Image region labeling entries:

______

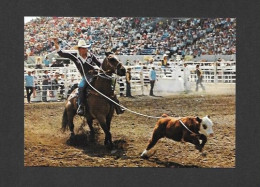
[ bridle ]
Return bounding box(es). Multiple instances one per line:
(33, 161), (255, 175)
(98, 56), (122, 79)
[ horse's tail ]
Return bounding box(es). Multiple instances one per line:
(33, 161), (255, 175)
(61, 108), (68, 132)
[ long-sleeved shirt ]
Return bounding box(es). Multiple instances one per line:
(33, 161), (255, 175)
(25, 75), (34, 87)
(57, 50), (101, 77)
(149, 69), (156, 81)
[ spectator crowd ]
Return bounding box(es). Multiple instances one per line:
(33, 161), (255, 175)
(24, 17), (236, 60)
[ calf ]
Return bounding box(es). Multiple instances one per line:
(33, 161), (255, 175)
(141, 114), (213, 158)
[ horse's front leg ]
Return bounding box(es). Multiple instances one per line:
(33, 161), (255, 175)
(68, 112), (75, 138)
(97, 116), (113, 149)
(87, 117), (95, 141)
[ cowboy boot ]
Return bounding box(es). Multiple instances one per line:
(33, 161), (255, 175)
(112, 96), (124, 115)
(77, 88), (85, 116)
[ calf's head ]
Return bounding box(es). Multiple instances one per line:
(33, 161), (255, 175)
(199, 116), (214, 136)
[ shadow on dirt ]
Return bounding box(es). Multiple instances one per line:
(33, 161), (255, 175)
(148, 158), (200, 168)
(66, 128), (128, 159)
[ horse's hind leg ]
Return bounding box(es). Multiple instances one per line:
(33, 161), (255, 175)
(97, 117), (113, 148)
(68, 111), (75, 138)
(87, 118), (95, 141)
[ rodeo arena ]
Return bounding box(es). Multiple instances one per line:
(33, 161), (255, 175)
(24, 17), (236, 168)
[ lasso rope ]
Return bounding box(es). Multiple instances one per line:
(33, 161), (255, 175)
(57, 41), (162, 119)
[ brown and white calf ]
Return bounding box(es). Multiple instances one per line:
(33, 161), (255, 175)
(141, 114), (214, 158)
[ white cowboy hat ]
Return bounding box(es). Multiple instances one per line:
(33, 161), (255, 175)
(77, 40), (91, 48)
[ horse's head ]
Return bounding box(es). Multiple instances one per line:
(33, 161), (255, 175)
(102, 52), (126, 76)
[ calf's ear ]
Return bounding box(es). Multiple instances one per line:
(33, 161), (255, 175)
(196, 117), (202, 123)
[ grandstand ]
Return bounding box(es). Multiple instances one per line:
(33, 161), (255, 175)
(24, 17), (236, 102)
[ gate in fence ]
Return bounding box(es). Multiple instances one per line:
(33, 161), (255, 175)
(24, 61), (236, 102)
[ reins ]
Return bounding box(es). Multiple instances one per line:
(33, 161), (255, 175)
(58, 41), (163, 119)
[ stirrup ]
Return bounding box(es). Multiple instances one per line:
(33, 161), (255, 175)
(76, 105), (85, 116)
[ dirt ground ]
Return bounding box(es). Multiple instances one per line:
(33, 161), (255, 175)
(24, 94), (236, 168)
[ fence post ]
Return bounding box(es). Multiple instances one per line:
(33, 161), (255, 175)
(140, 69), (144, 95)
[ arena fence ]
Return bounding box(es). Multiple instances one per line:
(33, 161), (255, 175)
(24, 61), (236, 102)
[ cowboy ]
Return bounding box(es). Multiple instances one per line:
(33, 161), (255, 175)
(53, 38), (123, 116)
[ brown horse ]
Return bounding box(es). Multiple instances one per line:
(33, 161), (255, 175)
(62, 53), (126, 147)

______

OBJECTIVE: Reproduce the part of the data that opens with the line containing "[ rodeo arena ]" and closes with the line containing "(141, 114), (214, 158)", requests included, increasing every coordinate in the bounding-box answers by 110. Leave the requests and their sample coordinates unchanged.

FINISHED ANSWER:
[ rodeo arena ]
Return bounding box(es). Multiple instances one per line:
(33, 161), (255, 175)
(134, 127), (346, 278)
[ lasso rope ]
Return bounding box(es). Multiple instances one per line:
(33, 161), (255, 175)
(167, 151), (272, 229)
[ brown and white calf ]
Return bounding box(es). Multiple instances one per line:
(33, 161), (255, 175)
(251, 224), (324, 268)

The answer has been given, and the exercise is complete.